Job 1: Extract every line of the rows below that contains the string "face". Case counts.

Text excerpt:

— BEGIN —

There’s not much advice to call upon to deal with one of those.

But as he prepares to lead his teammates out as skipper for just the second time in six months, the man they call “The Bont” is optimistic that football’s most trying time will has laid the foundation for his leadership.

“It was a little bit of a baptism of fire to some extent, and I speak to Bob several times a week,” Bontempelli told the Herald Sun.

“We’ve been doing a podcast with the club called Barkly Street, which has been another thing for me that’s been great while I was in isolation — to have another focus and opportunity to speak to a few people and throw myself into the pod world was pretty cool. I was catching up with him regularly on that, and we’d have those informal chats, too, and I bounce a lot off him.

“He was obviously at the club for a long time and played the game for a long time and was a recognised leader and captain. We laugh about it a little bit, because that’s what you do when you process and move forward … he said, ‘gee, for one game as skipper, you’ve probably experienced 150 games’ worth’, and I thought that was a nice way to look at it, because it’s almost like, I know that from this period this first few months as captain that I will have learned a whole heap and what I’ve experienced will help me in the future.”

— END —

Job 2: Retype the captaincy passage above word for word, everything from "But as he prepares" down to "the Herald Sun.".

Data shown:

— BEGIN —

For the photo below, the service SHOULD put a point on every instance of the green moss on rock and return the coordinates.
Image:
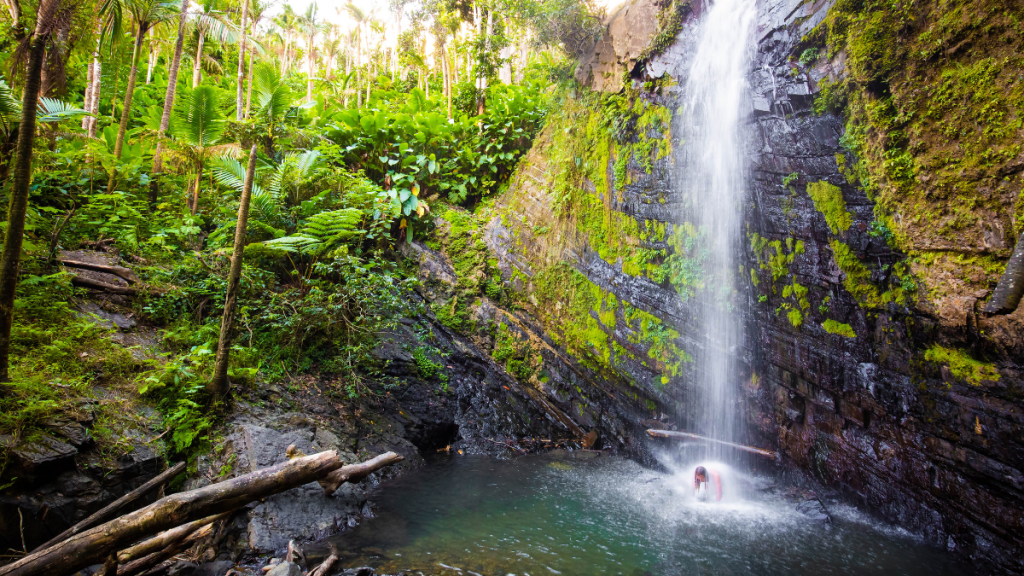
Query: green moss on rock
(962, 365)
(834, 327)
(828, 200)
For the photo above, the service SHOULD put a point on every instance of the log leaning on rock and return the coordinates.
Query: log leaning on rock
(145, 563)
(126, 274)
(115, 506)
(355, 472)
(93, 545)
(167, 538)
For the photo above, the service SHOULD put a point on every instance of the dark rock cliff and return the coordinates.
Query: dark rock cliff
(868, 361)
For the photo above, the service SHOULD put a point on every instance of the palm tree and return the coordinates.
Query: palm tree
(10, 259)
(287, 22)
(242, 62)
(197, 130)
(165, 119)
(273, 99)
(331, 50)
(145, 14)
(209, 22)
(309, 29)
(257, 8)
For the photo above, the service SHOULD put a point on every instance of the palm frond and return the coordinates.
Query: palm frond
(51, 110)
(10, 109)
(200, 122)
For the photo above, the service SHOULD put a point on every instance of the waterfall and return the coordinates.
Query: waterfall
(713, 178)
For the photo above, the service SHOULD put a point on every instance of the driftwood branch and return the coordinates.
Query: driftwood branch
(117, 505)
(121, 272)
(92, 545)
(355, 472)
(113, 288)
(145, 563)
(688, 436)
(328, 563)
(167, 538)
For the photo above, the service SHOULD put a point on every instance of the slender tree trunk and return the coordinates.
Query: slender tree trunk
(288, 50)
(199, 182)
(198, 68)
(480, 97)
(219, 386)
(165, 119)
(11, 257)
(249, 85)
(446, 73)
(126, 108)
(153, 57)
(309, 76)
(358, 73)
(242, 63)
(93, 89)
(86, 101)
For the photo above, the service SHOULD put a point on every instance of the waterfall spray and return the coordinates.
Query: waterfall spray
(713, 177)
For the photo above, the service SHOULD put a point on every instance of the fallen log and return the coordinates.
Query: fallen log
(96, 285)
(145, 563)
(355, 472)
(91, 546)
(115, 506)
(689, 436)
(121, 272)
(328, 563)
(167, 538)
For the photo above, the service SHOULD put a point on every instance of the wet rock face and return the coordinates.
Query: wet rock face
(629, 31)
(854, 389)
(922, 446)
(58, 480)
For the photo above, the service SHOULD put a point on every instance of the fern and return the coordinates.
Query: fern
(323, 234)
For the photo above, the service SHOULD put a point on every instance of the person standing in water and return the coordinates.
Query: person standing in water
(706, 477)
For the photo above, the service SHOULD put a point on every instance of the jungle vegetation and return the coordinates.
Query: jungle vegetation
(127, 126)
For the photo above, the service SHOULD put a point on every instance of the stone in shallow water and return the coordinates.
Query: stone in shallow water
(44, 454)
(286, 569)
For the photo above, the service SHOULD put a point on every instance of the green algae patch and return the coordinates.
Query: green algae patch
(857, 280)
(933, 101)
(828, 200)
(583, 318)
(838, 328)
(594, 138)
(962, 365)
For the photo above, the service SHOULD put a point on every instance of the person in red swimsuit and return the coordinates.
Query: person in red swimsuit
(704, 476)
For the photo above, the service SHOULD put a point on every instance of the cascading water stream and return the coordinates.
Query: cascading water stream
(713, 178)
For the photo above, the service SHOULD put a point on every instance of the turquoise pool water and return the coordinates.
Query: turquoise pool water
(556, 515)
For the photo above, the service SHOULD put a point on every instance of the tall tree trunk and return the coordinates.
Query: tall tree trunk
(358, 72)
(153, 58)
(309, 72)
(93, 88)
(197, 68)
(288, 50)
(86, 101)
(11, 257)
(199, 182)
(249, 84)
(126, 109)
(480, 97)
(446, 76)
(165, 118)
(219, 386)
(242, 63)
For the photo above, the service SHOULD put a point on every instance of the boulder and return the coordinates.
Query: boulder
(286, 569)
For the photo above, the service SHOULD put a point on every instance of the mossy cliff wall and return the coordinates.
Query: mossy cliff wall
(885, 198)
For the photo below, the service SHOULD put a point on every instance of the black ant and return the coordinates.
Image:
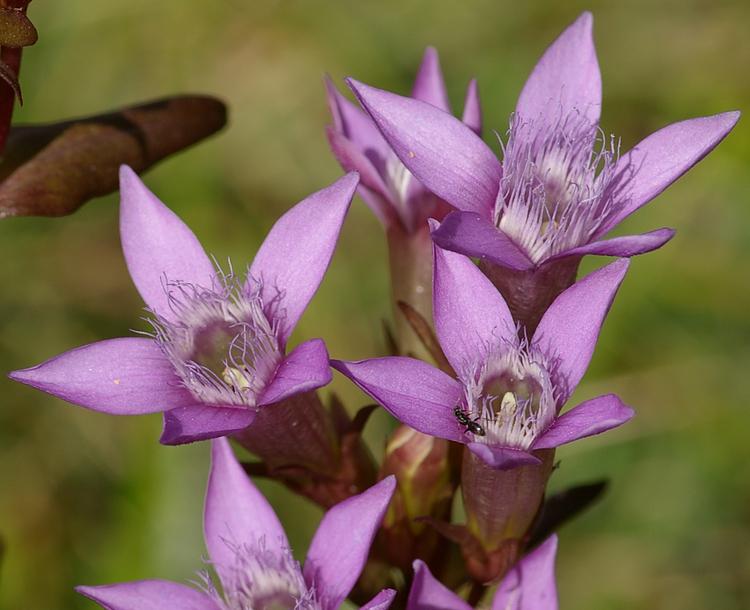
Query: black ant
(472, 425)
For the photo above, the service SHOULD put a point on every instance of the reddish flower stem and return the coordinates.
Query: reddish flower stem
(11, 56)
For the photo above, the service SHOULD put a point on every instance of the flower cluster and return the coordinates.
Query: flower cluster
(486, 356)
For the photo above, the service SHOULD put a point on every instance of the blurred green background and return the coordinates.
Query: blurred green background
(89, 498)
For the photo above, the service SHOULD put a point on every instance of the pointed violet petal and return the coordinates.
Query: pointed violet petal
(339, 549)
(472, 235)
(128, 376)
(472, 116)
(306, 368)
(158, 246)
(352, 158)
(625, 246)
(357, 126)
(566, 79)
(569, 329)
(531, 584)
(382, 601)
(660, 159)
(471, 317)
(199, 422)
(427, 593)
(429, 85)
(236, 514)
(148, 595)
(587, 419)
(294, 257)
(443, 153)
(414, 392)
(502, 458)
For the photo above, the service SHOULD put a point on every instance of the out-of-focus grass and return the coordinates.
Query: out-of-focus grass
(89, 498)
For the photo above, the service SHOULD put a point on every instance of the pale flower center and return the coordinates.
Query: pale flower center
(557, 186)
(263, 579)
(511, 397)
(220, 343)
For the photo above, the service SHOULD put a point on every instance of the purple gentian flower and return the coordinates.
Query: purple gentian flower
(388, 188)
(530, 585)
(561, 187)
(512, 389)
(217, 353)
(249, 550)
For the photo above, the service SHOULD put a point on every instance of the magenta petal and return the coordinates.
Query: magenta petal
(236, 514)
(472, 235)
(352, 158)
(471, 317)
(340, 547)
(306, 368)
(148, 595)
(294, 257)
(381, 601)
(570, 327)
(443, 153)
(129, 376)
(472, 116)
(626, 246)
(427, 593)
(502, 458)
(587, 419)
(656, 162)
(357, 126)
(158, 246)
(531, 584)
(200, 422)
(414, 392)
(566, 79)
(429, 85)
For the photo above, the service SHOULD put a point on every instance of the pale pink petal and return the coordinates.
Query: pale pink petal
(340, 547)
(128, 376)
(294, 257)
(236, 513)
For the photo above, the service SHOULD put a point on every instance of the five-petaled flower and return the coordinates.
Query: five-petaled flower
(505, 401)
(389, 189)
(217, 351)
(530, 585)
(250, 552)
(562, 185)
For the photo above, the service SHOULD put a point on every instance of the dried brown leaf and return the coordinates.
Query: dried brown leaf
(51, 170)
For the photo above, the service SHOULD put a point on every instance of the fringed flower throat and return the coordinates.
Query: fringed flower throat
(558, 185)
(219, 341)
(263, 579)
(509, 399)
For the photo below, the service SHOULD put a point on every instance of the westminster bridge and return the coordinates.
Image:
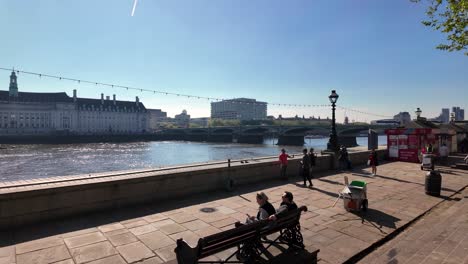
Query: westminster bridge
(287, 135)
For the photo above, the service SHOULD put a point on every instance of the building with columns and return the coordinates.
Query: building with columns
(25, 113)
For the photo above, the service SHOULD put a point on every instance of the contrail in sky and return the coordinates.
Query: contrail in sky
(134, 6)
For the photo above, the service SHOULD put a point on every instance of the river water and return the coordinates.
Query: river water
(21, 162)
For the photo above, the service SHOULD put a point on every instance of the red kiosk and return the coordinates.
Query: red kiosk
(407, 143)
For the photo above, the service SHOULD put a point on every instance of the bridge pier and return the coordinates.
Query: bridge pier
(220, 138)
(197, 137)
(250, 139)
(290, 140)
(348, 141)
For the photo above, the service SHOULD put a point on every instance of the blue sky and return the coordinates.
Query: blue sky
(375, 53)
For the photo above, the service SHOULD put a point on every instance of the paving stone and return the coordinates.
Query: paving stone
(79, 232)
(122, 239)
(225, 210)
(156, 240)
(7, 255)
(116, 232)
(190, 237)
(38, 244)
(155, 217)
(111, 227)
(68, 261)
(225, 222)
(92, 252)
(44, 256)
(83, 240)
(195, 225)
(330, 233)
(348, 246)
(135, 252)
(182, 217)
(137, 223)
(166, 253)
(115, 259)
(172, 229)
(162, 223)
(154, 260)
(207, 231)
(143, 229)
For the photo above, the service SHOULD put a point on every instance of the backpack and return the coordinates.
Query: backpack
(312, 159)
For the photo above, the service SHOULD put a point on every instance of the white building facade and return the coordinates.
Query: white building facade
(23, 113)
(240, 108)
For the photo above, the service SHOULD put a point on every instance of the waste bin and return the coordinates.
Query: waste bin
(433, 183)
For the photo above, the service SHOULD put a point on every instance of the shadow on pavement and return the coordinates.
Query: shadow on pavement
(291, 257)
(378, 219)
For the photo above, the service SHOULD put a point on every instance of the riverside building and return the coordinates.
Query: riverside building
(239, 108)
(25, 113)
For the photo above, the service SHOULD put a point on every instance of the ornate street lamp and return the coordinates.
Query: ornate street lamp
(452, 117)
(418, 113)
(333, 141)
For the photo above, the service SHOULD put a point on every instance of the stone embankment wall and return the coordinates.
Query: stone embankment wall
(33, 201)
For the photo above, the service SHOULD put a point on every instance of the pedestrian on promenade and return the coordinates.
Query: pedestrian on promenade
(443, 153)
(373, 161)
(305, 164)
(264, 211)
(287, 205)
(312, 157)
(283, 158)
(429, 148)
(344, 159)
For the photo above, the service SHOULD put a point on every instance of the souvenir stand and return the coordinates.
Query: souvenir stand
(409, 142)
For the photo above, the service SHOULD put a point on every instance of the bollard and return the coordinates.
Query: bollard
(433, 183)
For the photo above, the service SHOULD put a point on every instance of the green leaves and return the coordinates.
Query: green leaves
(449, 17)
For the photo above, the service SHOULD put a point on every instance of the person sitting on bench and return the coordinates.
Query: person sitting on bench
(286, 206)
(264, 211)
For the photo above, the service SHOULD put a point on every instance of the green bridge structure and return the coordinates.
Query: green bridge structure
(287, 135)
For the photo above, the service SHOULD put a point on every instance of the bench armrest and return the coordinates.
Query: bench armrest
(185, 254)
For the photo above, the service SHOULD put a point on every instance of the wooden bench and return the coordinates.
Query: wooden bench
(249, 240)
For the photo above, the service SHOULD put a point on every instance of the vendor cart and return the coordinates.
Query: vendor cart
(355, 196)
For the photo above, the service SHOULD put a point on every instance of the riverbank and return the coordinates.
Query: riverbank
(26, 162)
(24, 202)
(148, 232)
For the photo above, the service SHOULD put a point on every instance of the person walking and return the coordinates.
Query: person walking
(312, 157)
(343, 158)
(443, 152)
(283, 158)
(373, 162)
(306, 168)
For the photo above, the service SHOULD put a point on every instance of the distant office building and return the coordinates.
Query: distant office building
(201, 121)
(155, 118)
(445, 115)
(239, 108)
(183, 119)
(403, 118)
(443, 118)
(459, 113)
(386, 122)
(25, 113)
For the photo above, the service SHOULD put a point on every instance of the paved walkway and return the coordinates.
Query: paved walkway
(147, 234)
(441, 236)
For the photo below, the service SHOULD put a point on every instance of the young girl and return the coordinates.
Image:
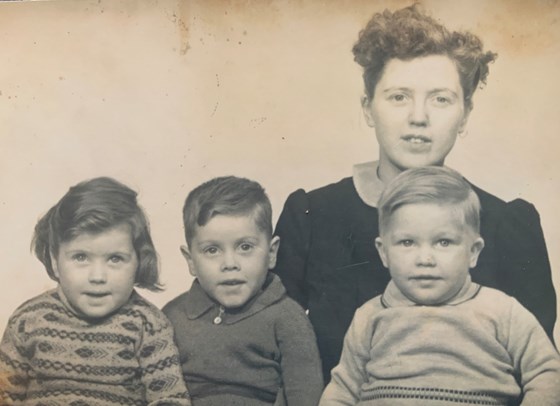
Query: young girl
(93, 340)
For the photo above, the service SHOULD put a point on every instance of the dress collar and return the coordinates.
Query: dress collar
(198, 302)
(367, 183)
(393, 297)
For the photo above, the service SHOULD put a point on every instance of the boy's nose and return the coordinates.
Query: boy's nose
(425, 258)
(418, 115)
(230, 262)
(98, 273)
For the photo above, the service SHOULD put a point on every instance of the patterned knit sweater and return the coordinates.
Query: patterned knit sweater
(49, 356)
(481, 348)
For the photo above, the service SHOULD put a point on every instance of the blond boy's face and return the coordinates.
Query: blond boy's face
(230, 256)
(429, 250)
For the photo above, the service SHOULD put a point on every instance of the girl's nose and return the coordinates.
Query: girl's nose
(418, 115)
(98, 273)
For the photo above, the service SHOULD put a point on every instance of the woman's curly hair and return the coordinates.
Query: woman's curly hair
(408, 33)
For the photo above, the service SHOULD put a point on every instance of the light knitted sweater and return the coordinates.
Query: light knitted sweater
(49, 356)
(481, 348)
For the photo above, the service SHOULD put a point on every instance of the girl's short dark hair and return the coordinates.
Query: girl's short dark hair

— END —

Result 1:
For the photo above, the service SHOULD put a point on every instance of the wet rock face and return the coordinates.
Query: wet rock face
For the photo above, the service SHOULD put a point on every instance of the blond boy's face and return the coordinates.
Query: blond boy's face

Result 2:
But as he prepares to lead his teammates out as skipper for just the second time in six months, the man they call “The Bont” is optimistic that football’s most trying time will has laid the foundation for his leadership.

“It was a little bit of a baptism of fire to some extent, and I speak to Bob several times a week,” Bontempelli told the Herald Sun.